**BRIEF**
The expected output is an exact restatement of all the records.

[[ RECORDS TO USE open ]]

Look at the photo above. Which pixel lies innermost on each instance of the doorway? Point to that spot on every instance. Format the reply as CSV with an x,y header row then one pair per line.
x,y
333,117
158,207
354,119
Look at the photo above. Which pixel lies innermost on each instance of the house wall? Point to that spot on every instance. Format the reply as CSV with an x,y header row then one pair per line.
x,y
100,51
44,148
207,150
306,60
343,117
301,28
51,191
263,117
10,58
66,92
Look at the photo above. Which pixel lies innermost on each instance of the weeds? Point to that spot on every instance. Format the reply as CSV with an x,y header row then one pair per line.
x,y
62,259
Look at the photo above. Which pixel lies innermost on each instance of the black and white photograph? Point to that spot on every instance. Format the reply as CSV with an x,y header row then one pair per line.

[[ RECORDS TO USE closed ]]

**ANSWER AREA**
Look at the photo above. Which pixel lies innermost on each instance of the doorway? Point to that spot on every instance. Format the reply as CSV with an x,y header row then one pair per line.
x,y
333,117
158,207
354,119
Look at the photo above. Which pixel lies innermost on each instance of the house wall? Point to that spot on every instance. Format the reply as CSV with an x,y header row then one pair per line.
x,y
100,51
44,148
207,150
306,60
343,117
301,28
51,191
263,117
10,58
66,92
Look at the photo above. Which pixel lies innermost on each instance of the weeds? Point to that spot on every instance. Format the reply as CSV with an x,y header row then one pair per line.
x,y
62,259
Look at the photo above. Which pixel lies innermost on each instance of the black and white photograph? Point to that spot on every instance. Format the reply as CSV with an x,y header row then one pair per line.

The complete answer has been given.